start Source material

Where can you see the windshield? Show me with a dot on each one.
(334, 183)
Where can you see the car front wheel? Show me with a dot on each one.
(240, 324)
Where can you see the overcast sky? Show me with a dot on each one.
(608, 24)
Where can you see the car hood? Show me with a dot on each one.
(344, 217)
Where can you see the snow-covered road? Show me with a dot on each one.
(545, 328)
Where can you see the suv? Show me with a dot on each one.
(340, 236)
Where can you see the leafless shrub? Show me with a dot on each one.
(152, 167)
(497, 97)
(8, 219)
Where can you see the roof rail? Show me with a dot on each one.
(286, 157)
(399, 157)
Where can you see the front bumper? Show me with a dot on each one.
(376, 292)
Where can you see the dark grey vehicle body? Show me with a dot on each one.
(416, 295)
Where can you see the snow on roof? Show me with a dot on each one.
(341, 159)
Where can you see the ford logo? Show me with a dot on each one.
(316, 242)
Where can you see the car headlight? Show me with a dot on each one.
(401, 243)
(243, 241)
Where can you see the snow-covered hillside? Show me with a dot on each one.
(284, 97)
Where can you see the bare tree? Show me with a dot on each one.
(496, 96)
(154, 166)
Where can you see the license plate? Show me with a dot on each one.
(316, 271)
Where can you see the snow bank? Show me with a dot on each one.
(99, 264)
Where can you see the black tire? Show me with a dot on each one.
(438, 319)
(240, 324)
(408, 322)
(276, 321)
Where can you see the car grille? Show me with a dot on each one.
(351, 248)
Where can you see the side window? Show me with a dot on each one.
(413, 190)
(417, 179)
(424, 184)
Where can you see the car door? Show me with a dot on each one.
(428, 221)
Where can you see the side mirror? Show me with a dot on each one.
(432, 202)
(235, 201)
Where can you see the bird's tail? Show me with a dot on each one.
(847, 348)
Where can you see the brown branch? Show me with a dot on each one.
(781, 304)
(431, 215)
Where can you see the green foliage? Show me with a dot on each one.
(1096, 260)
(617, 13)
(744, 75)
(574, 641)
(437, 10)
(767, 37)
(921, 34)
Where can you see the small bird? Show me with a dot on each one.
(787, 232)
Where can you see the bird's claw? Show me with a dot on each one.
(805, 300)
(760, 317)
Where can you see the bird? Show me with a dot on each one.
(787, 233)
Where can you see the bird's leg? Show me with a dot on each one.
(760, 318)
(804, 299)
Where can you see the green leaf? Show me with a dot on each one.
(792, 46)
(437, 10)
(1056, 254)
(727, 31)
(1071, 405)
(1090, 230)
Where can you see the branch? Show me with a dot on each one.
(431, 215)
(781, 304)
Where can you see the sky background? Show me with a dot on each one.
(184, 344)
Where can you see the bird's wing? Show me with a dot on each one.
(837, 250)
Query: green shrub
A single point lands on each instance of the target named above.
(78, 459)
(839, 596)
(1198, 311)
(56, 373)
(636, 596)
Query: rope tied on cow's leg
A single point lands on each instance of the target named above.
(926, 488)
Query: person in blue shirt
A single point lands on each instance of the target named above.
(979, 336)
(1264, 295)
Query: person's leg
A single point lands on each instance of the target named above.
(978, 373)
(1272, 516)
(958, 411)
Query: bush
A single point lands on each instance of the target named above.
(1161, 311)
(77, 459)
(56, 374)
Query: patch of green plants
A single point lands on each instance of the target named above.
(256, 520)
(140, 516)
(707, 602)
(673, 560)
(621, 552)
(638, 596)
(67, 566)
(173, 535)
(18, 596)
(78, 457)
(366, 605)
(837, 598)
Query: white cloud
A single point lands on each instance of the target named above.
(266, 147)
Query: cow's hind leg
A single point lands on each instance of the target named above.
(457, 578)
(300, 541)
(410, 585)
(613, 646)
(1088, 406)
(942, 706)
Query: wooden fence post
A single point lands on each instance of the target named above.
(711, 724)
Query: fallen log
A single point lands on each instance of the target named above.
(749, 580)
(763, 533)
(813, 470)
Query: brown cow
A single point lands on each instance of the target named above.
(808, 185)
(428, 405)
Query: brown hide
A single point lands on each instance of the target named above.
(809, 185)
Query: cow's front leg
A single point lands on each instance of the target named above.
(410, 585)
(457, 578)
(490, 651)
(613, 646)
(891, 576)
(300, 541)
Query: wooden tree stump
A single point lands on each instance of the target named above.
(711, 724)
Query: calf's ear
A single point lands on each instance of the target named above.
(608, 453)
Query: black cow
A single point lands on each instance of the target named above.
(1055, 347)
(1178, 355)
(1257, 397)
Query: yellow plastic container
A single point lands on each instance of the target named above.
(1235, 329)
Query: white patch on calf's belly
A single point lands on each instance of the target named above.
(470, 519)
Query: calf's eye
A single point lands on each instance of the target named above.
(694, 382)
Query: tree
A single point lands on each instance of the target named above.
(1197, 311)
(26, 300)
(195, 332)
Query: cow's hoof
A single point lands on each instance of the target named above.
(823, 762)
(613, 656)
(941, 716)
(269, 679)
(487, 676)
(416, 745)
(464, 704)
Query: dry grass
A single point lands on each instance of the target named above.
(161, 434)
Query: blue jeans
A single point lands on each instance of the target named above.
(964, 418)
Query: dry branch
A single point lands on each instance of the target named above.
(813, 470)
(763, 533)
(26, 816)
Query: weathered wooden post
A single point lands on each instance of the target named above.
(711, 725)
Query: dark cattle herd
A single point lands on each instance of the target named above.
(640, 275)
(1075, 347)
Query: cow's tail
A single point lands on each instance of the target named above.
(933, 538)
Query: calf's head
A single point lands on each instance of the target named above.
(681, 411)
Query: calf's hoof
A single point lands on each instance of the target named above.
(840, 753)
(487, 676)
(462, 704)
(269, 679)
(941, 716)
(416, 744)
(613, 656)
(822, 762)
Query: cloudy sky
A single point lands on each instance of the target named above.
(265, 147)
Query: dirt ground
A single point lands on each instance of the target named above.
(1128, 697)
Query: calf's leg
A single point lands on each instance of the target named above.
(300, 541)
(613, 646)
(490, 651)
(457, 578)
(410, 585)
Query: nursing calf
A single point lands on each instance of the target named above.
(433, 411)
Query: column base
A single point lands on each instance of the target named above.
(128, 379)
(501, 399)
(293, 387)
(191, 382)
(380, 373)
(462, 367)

end Source material

**What is asked:**
Express every entry above as a two-column CSV with the header row entry_text,answer, giving one row per entry. Put each entry's text in entry_text and its answer in answer, with each value in a single quoted field and any line breaks replaced by spaces.

**Exercise response:**
entry_text,answer
"Where can you see the windshield? Show me with a dot on each one.","(334, 183)"
"Where can you see the car front wheel? Show me with a dot on each one.","(240, 324)"
"Where can you see the overcast sky? Show me with a dot on each one.","(608, 24)"
"Where can you see the car hood? Show me with a dot on each one.","(344, 217)"
"Where can you see the snow-covered road? Show me with a dot on each one.","(545, 328)"
"Where can you see the suv? Show me with a dot on each one.","(340, 236)"
"Where can you see the leafless shrub? Show me with a dot on each one.","(152, 167) (497, 97) (8, 219)"
"Where can you see the roof rail? Show me with a dot on each one.","(286, 157) (399, 157)"
"Where can you see the front bumper? Show me with a dot on each one.","(376, 292)"
"Where can you see the dark grey vehicle body? Show me with a dot on each one.","(416, 295)"
"Where can you see the snow on roof? Show me with a dot on each one.","(341, 159)"
"Where can you see the ford logo? Show me with a dot on each one.","(316, 242)"
"Where can you see the car headlight? Show me with a dot on each one.","(401, 243) (243, 241)"
"Where can you see the snow-covered hillside? Show me with a dot on each one.","(284, 97)"
"Where can you see the bare tree? Show me with a dot on each one.","(496, 96) (154, 166)"
"Where can you see the license plate? Show me with a dot on each one.","(316, 271)"
"Where can you see the snow bank? Show me with a dot on each one.","(99, 264)"
"Where can you see the black tire? Show me with a dot on each one.","(438, 319) (240, 324) (408, 322) (276, 321)"
"Where can you see the car grille? Show me with a dot on each one.","(351, 248)"
"Where can you see the side window? Show me with a dot on each one.","(413, 190) (417, 179) (424, 184)"
"Where can you see the car door? Show me with a dot on each one.","(428, 221)"
"Where can you see the side mirror? Show me with a dot on each one.","(432, 202) (235, 201)"
"Where can you see the bird's tail? Show me with a dot on each one.","(847, 348)"
"Where can you see the brown branch? Show me with a dot on each one.","(781, 304) (431, 215)"
"Where can you see the green foliage? Show me with a dot on each one.","(1096, 260) (617, 13) (744, 75) (574, 641) (437, 10) (767, 37) (921, 34)"
"Where can you see the small bird? Show me with a dot on each one.","(787, 232)"
"Where can you see the bird's claw? Show me with a dot on each one.","(805, 300) (760, 317)"
"Where can you see the bird? Show me with a dot on each one.","(787, 233)"
"Where can you see the bird's leg? Show me with a dot on each one.","(760, 318) (804, 299)"
"Where can you see the green leaf? Show me with a dot on each one.","(792, 46) (437, 10) (1056, 254) (727, 31) (1071, 405) (1090, 230)"
"Where can you see the branch? Show me with a dot on each one.","(431, 215) (781, 304)"
"Where can you see the sky background? Show me with a dot on each one.","(184, 344)"
"Where can you see the bird's wing? Show me with a dot on each one.","(837, 250)"
"Query: green shrub A single point lands on each instance of the target named above.","(78, 459) (839, 596) (1198, 311) (56, 373) (636, 596)"
"Query: rope tied on cow's leg A single point lands on each instance of the target named above.","(926, 488)"
"Query: person in blue shirt A single point lands on each instance of the target named above.","(979, 336) (1264, 295)"
"Query: person's leg A single point lands on each instance of the target named above.","(978, 373) (1272, 516) (958, 411)"
"Query: bush A single point lands on each instance of the target named above.","(1161, 311) (77, 459) (56, 374)"
"Query: patch of green plants A single point lands on each instance of the target named above.","(256, 520) (140, 516) (707, 602) (673, 560) (621, 552) (638, 596) (67, 566) (173, 535) (18, 596) (78, 457) (366, 605) (837, 598)"
"Query: white cloud A single point lands on each instance of the target named above.","(266, 147)"
"Query: cow's hind leg A single point lands on each instance of the target named above.","(457, 578) (300, 541) (410, 585) (613, 646) (1088, 406) (942, 706)"
"Query: wooden fence post A single point lands on each instance of the target named above.","(711, 724)"
"Query: fallen log A single point lands on each instance of the target named above.","(749, 580) (763, 533) (813, 470)"
"Query: brown cow A single point lands on each instance of the target named above.","(808, 185) (428, 405)"
"Query: brown hide A single point lands on each instance of the target named above.","(809, 185)"
"Query: cow's front leg A single point lands on each instance of the target named above.","(410, 585) (457, 578) (490, 651) (613, 646) (891, 576) (300, 541)"
"Query: wooden tree stump A single point lands on each instance of the target named above.","(711, 724)"
"Query: calf's ear A single point lands on each instance of the target named above.","(608, 453)"
"Query: black cow A single point lands on each instance of the target named above.","(1055, 347) (1178, 355) (1257, 397)"
"Query: yellow plastic container A single point lands on each instance of the target named above.","(1235, 329)"
"Query: white patch on calf's belly A single point lands on each instance of the target named above.","(470, 519)"
"Query: calf's eye A single point lands on each instance of the target named above.","(694, 382)"
"Query: tree A single point lands on each instance of the target named above.","(1197, 311) (26, 300) (195, 332)"
"Query: cow's hoof A single point lands on each instance of the target named above.","(823, 762) (613, 656) (941, 716) (269, 679) (487, 676) (416, 745) (464, 704)"
"Query: dry grass A single point lands on each instance of the target named above.","(161, 434)"
"Query: blue jeans A single point lands on each instance of the target named above.","(964, 418)"
"Query: dry branch A single point lands on each instance of the target named above.","(813, 470) (763, 533) (26, 816)"
"Query: weathered wooden post A single point lands on each instance of the target named above.","(711, 725)"
"Query: dark cattle herd A single point lands on each instance of the target named above.","(640, 275) (1075, 347)"
"Query: cow's tail A single point lands on each instance of the target named above.","(933, 538)"
"Query: calf's head A single point lands on each instance of the target named above.","(681, 411)"
"Query: calf's hoof A single point lands on each instance of the target named above.","(840, 753) (487, 676) (462, 704) (269, 679) (941, 716) (416, 744) (613, 656) (822, 762)"
"Query: cloudy sky A single point lands on each instance of the target named above.","(265, 147)"
"Query: dirt ground A single point lands on each instance of the target named above.","(1128, 697)"
"Query: calf's leg A single point lands on each instance of the target named above.","(300, 541) (613, 646) (490, 651) (457, 578) (410, 585)"
"Query: nursing calf A single point lands on each instance of the target named above.","(433, 411)"
"Query: column base A single point lands on each instance of the target named above.","(128, 379) (501, 399) (293, 387) (191, 382) (380, 373) (462, 367)"